Pour qui a vu l’anime, pas de (grosses) surprises, même si l’adaptation faisait l’impasse sur certains détails. Baki est un lycéen adepte des arts martiaux, ce qui pourrait être sain et formateur s’il ne participait pas en réalité à des combats clandestins contre des maîtres de différents styles. Nous apprendrons plus tard que cette soif de combats est liée à son père, considéré comme l’être le plus fort du monde, et qu’il n’existe que pour le défier et le vaincre.
Les quatre premiers tomes (seuls disponibles au moment où j’écris) introduisent quelques personnages emblématiques de la série, pour certains très charismatiques et aux styles variés. Le mangaka a le chic pour créer des personnalités mémorables, même si trop souvent au physique irréaliste et monstrueux (qui pourra rebuter une partie du lectorat), et capables de prouesses non moins surréalistes alors que rien n’indique (à ce stade) que le titre se déroule dans un autre univers que le notre. Graphiquement, ça peut choquer.
J’éviterai d’en dévoiler plus sur les protagonistes, et me contenterai d’un mot : baston.
En gros, si vous aimez les shônen manga de gros muscles et de baston (avec des mecs en slip), genre Tough ou Kengan Ashura, Baki The Grappler est indispensable. La base quand il s’agit de confronter des styles et des écoles de combat que tout oppose, dans des combats sans règles où les blessures graves ne manquent pas. En outre, il s’agit de la porte d’entrée de cet univers, là où la série Delcourt prenait le train en marche, pas le meilleur moyen pour fidéliser son audience. Je l’avais aussi trouvé un peu trop chiche en matière de tournoi, mon péché mignon, alors que – connaissant l’anime – je sais que Baki The Grappler va nous proposer un tournoi mémorable.

Frieren
Le jeune héros Himmel et ses compagnons, l’elfe Frieren, le nain Eisen et le prêtre Heiter, rentrent victorieux de leur combat contre le roi des démons. Au bout de dix années d’efforts, ils ont ramené la paix dans le royaume. Il est temps pour eux de retrouver une vie normale… Difficile à imaginer après tant d’aventures en commun !

++++++++

= CONSIGNE =
Réécrivez le passage de l'extrait qui commence par les mots « Les quatre premiers » et s'arrête après « mot : baston. », en remplaçant « mangaka » par « dessinateur ».

++++++++

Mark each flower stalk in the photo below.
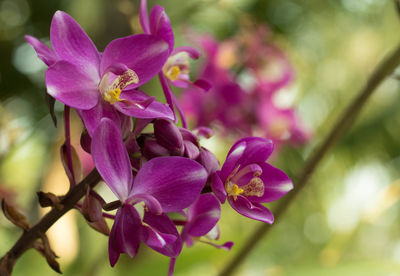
[0,169,101,276]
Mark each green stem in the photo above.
[219,41,400,276]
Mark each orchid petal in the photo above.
[77,100,120,137]
[183,141,200,159]
[247,163,293,203]
[185,194,221,237]
[228,195,274,224]
[143,212,182,258]
[50,11,100,83]
[171,46,201,59]
[114,90,174,120]
[196,147,219,175]
[131,156,207,212]
[193,79,212,92]
[158,72,178,123]
[139,0,150,34]
[126,194,163,215]
[211,172,228,204]
[108,204,142,266]
[46,60,100,110]
[91,118,133,201]
[142,225,177,248]
[100,34,169,88]
[25,35,57,66]
[221,137,274,181]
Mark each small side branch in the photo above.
[0,169,101,276]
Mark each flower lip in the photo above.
[225,164,264,200]
[99,63,139,104]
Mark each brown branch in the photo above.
[219,41,400,276]
[0,169,101,276]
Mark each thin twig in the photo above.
[0,169,101,276]
[219,41,400,276]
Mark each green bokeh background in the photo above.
[0,0,400,276]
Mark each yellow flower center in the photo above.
[165,65,181,81]
[99,69,139,104]
[225,167,264,200]
[227,184,244,200]
[104,87,122,104]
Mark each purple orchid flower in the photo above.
[212,137,293,224]
[139,0,211,128]
[256,91,312,147]
[181,194,233,250]
[91,118,207,266]
[25,11,173,134]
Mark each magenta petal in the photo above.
[183,141,200,159]
[108,204,142,266]
[221,137,274,181]
[193,79,212,92]
[77,100,121,136]
[228,195,274,224]
[131,156,207,212]
[114,90,174,120]
[139,0,150,34]
[150,5,174,51]
[142,225,177,249]
[211,172,227,204]
[50,11,100,84]
[196,147,219,176]
[185,194,221,237]
[248,163,293,203]
[100,34,169,88]
[171,46,200,59]
[46,60,100,110]
[91,118,132,199]
[126,194,162,215]
[143,212,182,258]
[25,35,57,66]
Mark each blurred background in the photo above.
[0,0,400,276]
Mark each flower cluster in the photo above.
[181,26,309,147]
[26,0,293,274]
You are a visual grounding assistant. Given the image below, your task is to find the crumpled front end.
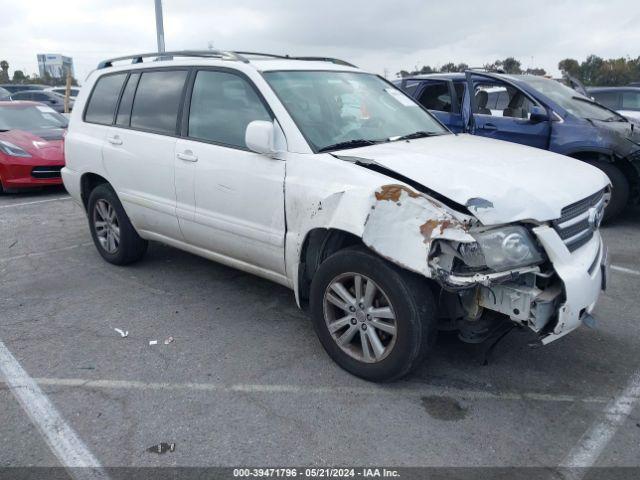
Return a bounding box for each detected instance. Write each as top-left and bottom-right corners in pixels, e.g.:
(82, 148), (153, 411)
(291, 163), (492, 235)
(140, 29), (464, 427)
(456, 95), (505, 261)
(362, 185), (609, 344)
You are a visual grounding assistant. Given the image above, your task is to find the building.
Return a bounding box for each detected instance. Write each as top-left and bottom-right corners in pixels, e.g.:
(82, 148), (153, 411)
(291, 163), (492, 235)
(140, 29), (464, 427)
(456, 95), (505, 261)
(38, 53), (75, 79)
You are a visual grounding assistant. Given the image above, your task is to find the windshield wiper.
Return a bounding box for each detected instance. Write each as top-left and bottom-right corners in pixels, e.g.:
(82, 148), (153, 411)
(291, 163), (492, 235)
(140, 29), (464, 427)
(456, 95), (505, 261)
(318, 138), (380, 152)
(389, 130), (442, 142)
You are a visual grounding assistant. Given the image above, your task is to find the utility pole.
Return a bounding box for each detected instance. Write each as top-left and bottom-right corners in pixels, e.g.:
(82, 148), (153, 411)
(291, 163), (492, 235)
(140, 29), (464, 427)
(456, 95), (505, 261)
(155, 0), (165, 53)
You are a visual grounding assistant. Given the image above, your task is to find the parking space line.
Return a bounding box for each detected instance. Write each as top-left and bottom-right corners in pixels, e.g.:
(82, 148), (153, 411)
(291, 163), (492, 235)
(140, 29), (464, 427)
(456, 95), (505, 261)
(0, 242), (93, 262)
(560, 371), (640, 480)
(611, 265), (640, 276)
(0, 197), (71, 208)
(0, 341), (108, 479)
(10, 378), (609, 404)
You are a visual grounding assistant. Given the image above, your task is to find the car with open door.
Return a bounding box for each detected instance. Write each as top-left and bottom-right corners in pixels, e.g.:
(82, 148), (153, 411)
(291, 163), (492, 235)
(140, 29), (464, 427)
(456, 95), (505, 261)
(395, 70), (640, 219)
(62, 51), (610, 381)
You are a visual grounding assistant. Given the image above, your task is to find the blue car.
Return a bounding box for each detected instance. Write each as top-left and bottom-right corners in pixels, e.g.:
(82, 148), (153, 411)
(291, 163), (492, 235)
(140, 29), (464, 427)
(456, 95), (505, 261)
(394, 71), (640, 219)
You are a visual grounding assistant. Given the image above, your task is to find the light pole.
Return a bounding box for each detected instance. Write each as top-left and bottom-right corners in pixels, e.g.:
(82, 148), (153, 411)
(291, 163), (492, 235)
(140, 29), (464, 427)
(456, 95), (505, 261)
(155, 0), (164, 53)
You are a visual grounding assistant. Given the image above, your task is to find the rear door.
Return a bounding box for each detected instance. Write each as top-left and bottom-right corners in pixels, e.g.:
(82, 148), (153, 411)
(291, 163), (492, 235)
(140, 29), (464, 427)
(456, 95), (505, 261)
(174, 68), (285, 275)
(466, 72), (551, 149)
(413, 79), (463, 133)
(103, 69), (189, 240)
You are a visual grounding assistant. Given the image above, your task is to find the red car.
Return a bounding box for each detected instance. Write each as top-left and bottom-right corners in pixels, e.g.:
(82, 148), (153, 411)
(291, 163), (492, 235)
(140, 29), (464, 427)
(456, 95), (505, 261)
(0, 101), (68, 191)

++++++++

= RÉPONSE ATTENDUE =
Les quatre premiers tomes (seuls disponibles au moment où j’écris) introduisent quelques personnages emblématiques de la série, pour certains très charismatiques et aux styles variés. Le dessinateur a le chic pour créer des personnalités mémorables, même si trop souvent au physique irréaliste et monstrueux (qui pourra rebuter une partie du lectorat), et capables de prouesses non moins surréalistes alors que rien n’indique (à ce stade) que le titre se déroule dans un autre univers que le notre. Graphiquement, ça peut choquer.
J’éviterai d’en dévoiler plus sur les protagonistes, et me contenterai d’un mot : baston.